Task instructions | Whenever a line in the material below includes "block", copy that line.

===== Material for this task =====

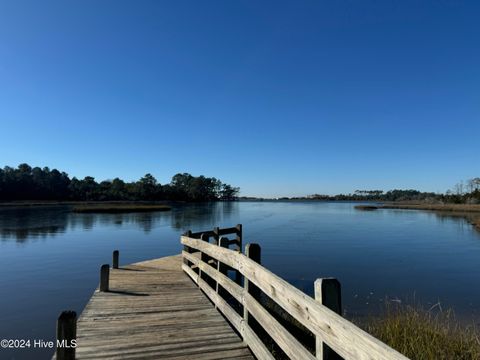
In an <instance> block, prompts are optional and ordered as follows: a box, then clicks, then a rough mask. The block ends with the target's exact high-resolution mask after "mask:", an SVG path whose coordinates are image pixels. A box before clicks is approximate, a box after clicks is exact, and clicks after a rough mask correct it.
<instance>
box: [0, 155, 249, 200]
mask: <svg viewBox="0 0 480 360" xmlns="http://www.w3.org/2000/svg"><path fill="white" fill-rule="evenodd" d="M239 191H240V189H239V188H238V187H234V186H231V185H229V184H225V183H222V182H221V181H220V180H219V179H216V178H214V177H205V176H203V175H201V176H193V175H191V174H188V173H183V174H176V175H174V176H173V177H172V180H171V181H170V183H169V184H164V185H162V184H160V183H159V182H158V181H157V179H155V177H154V176H153V175H151V174H146V175H145V176H143V177H142V178H141V179H139V180H138V181H133V182H125V181H123V180H122V179H120V178H115V179H113V180H104V181H101V182H97V181H95V178H94V177H91V176H86V177H85V178H83V179H77V178H76V177H72V178H70V177H69V176H68V174H67V173H66V172H63V171H59V170H57V169H52V170H50V168H48V167H44V168H40V167H33V168H32V167H31V166H30V165H28V164H20V165H18V167H17V168H13V167H10V166H5V167H4V168H3V169H0V201H15V200H56V201H108V200H111V201H114V200H128V201H137V200H142V201H158V200H171V201H216V200H236V199H237V195H238V193H239Z"/></svg>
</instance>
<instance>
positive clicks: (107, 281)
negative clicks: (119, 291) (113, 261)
mask: <svg viewBox="0 0 480 360" xmlns="http://www.w3.org/2000/svg"><path fill="white" fill-rule="evenodd" d="M109 277H110V265H108V264H104V265H102V267H101V268H100V291H108V280H109Z"/></svg>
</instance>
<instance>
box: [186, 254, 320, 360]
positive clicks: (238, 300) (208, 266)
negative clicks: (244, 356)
mask: <svg viewBox="0 0 480 360" xmlns="http://www.w3.org/2000/svg"><path fill="white" fill-rule="evenodd" d="M182 255H183V256H184V257H185V258H186V259H187V260H189V261H191V262H192V263H194V264H195V265H197V266H198V267H199V268H200V270H201V271H205V273H206V274H207V275H209V276H210V277H211V278H212V279H213V280H215V281H217V282H218V283H219V284H220V285H221V286H222V287H223V288H224V289H225V290H227V291H228V292H229V293H230V294H231V295H232V296H233V297H234V298H235V299H237V300H238V301H239V302H240V303H241V304H243V306H246V307H247V310H248V311H249V312H250V313H251V315H252V316H253V317H254V318H255V319H256V320H257V321H258V322H259V323H260V325H262V326H263V328H264V329H265V331H266V332H267V333H268V334H269V335H270V336H271V337H272V338H273V340H274V341H275V342H276V343H277V344H278V346H279V347H280V348H281V349H282V350H283V351H284V352H285V353H286V354H287V355H288V356H289V357H290V358H291V359H298V360H303V359H311V360H315V356H313V355H312V354H311V353H310V352H309V351H308V350H306V349H305V348H304V347H303V345H302V344H301V343H300V342H299V341H298V340H297V339H295V337H294V336H293V335H291V334H290V333H289V332H288V331H287V330H286V329H285V328H284V327H283V326H282V325H281V324H280V323H279V322H278V321H277V320H276V319H275V318H274V317H273V316H272V315H271V314H270V313H269V312H268V311H267V310H265V308H264V307H263V306H262V305H260V304H259V303H258V302H257V300H255V299H254V298H253V297H252V296H251V295H250V294H248V293H247V292H245V291H244V289H243V288H242V287H241V286H239V285H238V284H236V283H235V282H233V281H232V280H231V279H230V278H228V277H227V276H225V275H224V274H222V273H220V272H218V271H217V270H216V269H214V268H212V267H211V266H209V265H207V264H206V263H204V262H203V261H201V260H200V259H199V258H196V257H195V256H192V255H190V254H189V253H187V252H183V253H182Z"/></svg>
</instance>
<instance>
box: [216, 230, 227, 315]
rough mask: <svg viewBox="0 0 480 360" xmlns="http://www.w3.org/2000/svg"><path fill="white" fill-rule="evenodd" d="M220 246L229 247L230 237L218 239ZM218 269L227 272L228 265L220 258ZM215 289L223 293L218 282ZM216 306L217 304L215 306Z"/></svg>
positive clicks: (217, 266)
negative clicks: (221, 291) (228, 240)
mask: <svg viewBox="0 0 480 360" xmlns="http://www.w3.org/2000/svg"><path fill="white" fill-rule="evenodd" d="M218 246H221V247H224V248H228V239H227V238H225V237H221V238H220V239H219V241H218ZM217 271H218V272H219V273H221V274H224V275H226V274H227V270H226V265H225V264H222V263H221V262H220V259H217ZM215 289H216V292H217V294H220V295H221V291H220V285H219V284H218V282H217V284H216V286H215ZM215 307H216V306H215Z"/></svg>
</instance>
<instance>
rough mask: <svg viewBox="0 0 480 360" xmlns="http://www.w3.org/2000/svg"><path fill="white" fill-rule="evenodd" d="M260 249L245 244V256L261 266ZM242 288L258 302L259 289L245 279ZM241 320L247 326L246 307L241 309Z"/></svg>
mask: <svg viewBox="0 0 480 360" xmlns="http://www.w3.org/2000/svg"><path fill="white" fill-rule="evenodd" d="M261 253H262V251H261V248H260V245H258V244H247V245H245V255H246V256H247V257H248V258H250V259H252V260H253V261H255V262H256V263H258V264H261ZM243 287H244V289H245V292H247V293H249V294H250V295H252V297H253V298H254V299H255V300H257V301H259V300H260V289H259V288H258V287H256V286H255V285H254V284H253V283H252V284H251V283H250V281H248V279H247V277H245V278H244V283H243ZM243 320H244V321H245V324H247V325H248V324H249V316H248V310H247V307H246V306H244V307H243Z"/></svg>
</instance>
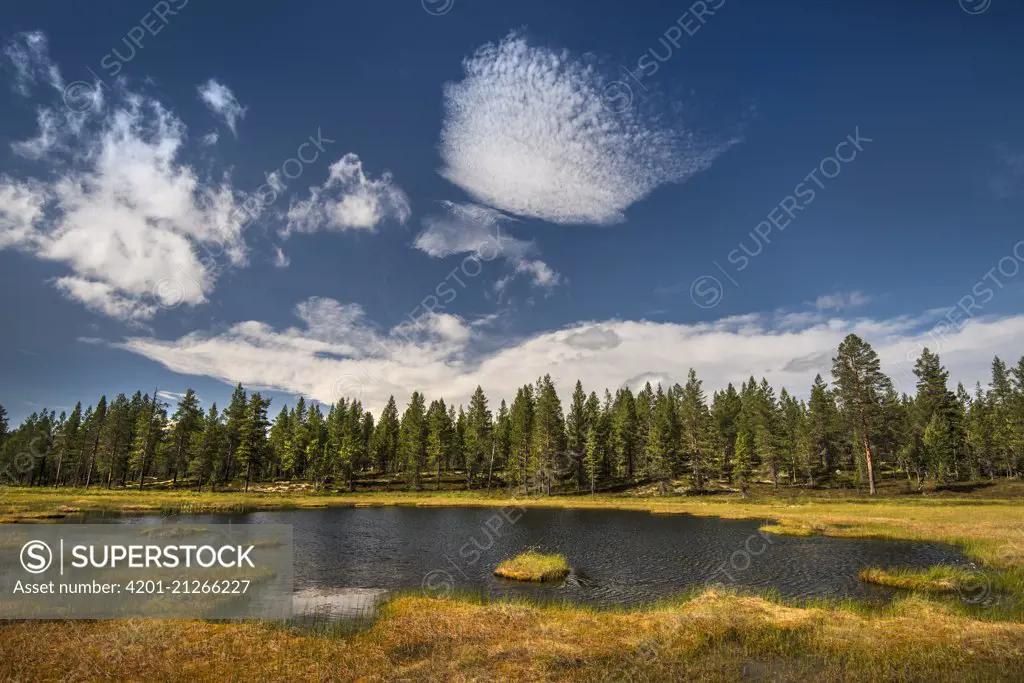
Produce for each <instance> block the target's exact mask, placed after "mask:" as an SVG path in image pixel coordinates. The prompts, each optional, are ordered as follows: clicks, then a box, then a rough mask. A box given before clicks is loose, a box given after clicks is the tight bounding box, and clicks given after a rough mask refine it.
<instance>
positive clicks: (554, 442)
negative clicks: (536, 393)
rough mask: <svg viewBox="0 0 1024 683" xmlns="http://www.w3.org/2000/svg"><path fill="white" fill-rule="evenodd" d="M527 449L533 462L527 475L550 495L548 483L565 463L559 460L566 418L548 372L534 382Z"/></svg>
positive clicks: (552, 478)
mask: <svg viewBox="0 0 1024 683" xmlns="http://www.w3.org/2000/svg"><path fill="white" fill-rule="evenodd" d="M530 451H531V454H532V456H534V459H535V461H534V462H535V465H534V467H532V468H531V469H530V472H529V476H530V477H531V479H532V480H534V481H535V482H536V483H537V485H538V486H539V487H543V488H544V490H545V493H546V494H547V495H548V496H550V495H551V485H552V483H553V482H554V480H555V478H557V477H558V476H559V474H560V472H561V471H562V469H563V468H564V465H565V464H564V462H563V461H562V458H563V455H564V453H565V420H564V418H563V416H562V404H561V401H560V400H559V399H558V392H557V391H556V390H555V384H554V382H553V381H552V380H551V375H545V376H544V377H542V378H541V379H539V380H538V381H537V407H536V410H535V415H534V433H532V434H531V436H530Z"/></svg>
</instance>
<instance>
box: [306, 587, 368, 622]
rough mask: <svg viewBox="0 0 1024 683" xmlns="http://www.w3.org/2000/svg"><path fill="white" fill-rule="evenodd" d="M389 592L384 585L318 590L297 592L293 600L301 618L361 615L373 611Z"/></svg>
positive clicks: (340, 616)
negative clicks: (339, 588) (380, 601)
mask: <svg viewBox="0 0 1024 683" xmlns="http://www.w3.org/2000/svg"><path fill="white" fill-rule="evenodd" d="M385 595H387V591H386V590H384V589H383V588H345V589H340V590H339V589H332V590H325V589H317V588H307V589H304V590H301V591H296V593H295V598H294V599H293V601H292V606H293V613H294V614H295V615H296V617H298V618H310V620H313V621H316V620H318V618H321V617H323V618H328V620H334V618H360V617H364V616H369V615H372V614H373V613H374V611H375V610H376V608H377V605H378V603H380V601H381V600H383V599H384V596H385Z"/></svg>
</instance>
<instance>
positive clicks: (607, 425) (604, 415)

=====

Solved exercise |
In an <instance> block, prompts are optional and ordered as follows: a box, then clicks, then a rough mask. The block ends with the target's exact high-resolution mask after "mask:", an SVG path whose coordinates are image pixels. A box before clicks is approximate, a box after clicks is exact, and clicks after a rough mask correct it.
Produce for each <instance> block the target's exact mask, placed after "mask:" as an SVG path in image pixel coordinates. The prompts, each optional, are ordered as follows: clicks, then a box, then a rough mask. A box given before clicks is loose, a box given after clicks is the tight bounding box, and clicks given after a rough mask refine it.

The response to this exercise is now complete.